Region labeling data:
——————

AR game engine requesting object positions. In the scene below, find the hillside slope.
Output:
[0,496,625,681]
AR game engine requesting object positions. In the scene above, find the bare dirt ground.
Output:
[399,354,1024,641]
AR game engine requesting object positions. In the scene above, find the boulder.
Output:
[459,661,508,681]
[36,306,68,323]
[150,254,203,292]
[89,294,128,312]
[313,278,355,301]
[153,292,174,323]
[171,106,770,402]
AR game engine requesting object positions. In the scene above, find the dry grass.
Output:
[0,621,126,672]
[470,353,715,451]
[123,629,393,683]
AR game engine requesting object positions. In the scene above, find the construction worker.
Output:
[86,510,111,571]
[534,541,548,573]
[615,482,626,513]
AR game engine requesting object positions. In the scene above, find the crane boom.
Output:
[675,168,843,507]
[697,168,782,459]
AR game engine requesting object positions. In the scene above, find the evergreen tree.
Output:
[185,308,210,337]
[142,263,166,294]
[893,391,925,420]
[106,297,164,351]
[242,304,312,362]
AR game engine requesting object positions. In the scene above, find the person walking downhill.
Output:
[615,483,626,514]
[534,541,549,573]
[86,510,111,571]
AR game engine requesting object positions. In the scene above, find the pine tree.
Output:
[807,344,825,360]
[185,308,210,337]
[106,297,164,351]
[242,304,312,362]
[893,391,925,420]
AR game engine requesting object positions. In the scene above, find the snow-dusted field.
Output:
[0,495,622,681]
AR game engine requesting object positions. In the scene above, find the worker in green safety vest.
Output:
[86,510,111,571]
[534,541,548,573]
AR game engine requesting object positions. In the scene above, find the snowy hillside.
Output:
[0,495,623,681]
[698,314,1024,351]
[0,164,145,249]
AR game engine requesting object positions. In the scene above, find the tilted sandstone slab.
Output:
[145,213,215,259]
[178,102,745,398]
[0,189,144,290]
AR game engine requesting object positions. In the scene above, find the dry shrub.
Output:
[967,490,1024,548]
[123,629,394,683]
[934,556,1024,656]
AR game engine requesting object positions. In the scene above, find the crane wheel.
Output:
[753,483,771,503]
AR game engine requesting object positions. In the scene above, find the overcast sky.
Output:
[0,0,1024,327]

——————

• _WHAT IS ASKED_: Rewrite all of the data above, substituting "AR navigation app" for each occurrence of "AR game engine" and leaving everything else unchanged.

• _ANSWER FOR THE TASK_:
AR navigation app requesting object positions. In the scene below, find the hillside slope.
Output:
[0,496,625,681]
AR navigation app requesting object positions. In the scene above, find the bare dirt ground.
Output:
[399,354,1024,641]
AR navigation app requesting object positions. In the scene above, find the boulder.
Output:
[459,661,508,681]
[36,306,68,323]
[150,254,203,292]
[89,294,128,312]
[313,278,355,301]
[153,292,174,323]
[171,106,770,402]
AR navigation app requesting object positions. In the scene above, find the dry grass.
Output:
[0,621,126,672]
[470,353,715,451]
[123,629,393,683]
AR navigation app requesting object positions. In the scene above, find the construction worker.
Output:
[86,510,111,571]
[534,541,548,573]
[615,482,626,513]
AR navigation app requesting object positions. In the scene above, find the crane boom.
Output:
[675,168,843,507]
[697,168,782,459]
AR navigation app requesting object positions. In the scene above, find the evergreen tree.
Output:
[185,308,210,337]
[142,263,166,294]
[893,391,925,420]
[106,297,164,351]
[242,304,312,362]
AR navigation app requesting object positions. In the scene above, find the person walking downhill.
Output:
[615,483,626,514]
[534,541,549,573]
[86,510,111,571]
AR navigation app requesting object positions. In the scene above, find the pine tree.
Output:
[807,344,825,360]
[185,308,210,337]
[106,297,164,351]
[242,304,312,362]
[893,391,925,420]
AR navigation app requesting object positions. In the scene above, find the snow-dusted field.
Output:
[0,495,622,681]
AR navigation app requesting object positions. In the scene above, find the worker in green safety vest.
Output:
[86,510,111,571]
[534,541,548,573]
AR navigation app requesting object positions. In the scene above, find the snowy hillside.
Output:
[0,495,623,681]
[698,314,1024,351]
[0,164,145,249]
AR navigation app requesting object positions. In the scene above, find the tilted sandstone slab.
Output:
[145,213,215,259]
[178,102,745,398]
[0,189,144,290]
AR navigation app requesting object positions. In the scene above, find the dry shrub.
Output:
[967,490,1024,548]
[123,629,394,683]
[934,556,1024,656]
AR navigation app requesting object positions. In the scene above, find the crane wheel.
Output:
[753,483,771,503]
AR navigation app requesting object positions. In the scene above, find the overcast sky.
Output:
[0,0,1024,327]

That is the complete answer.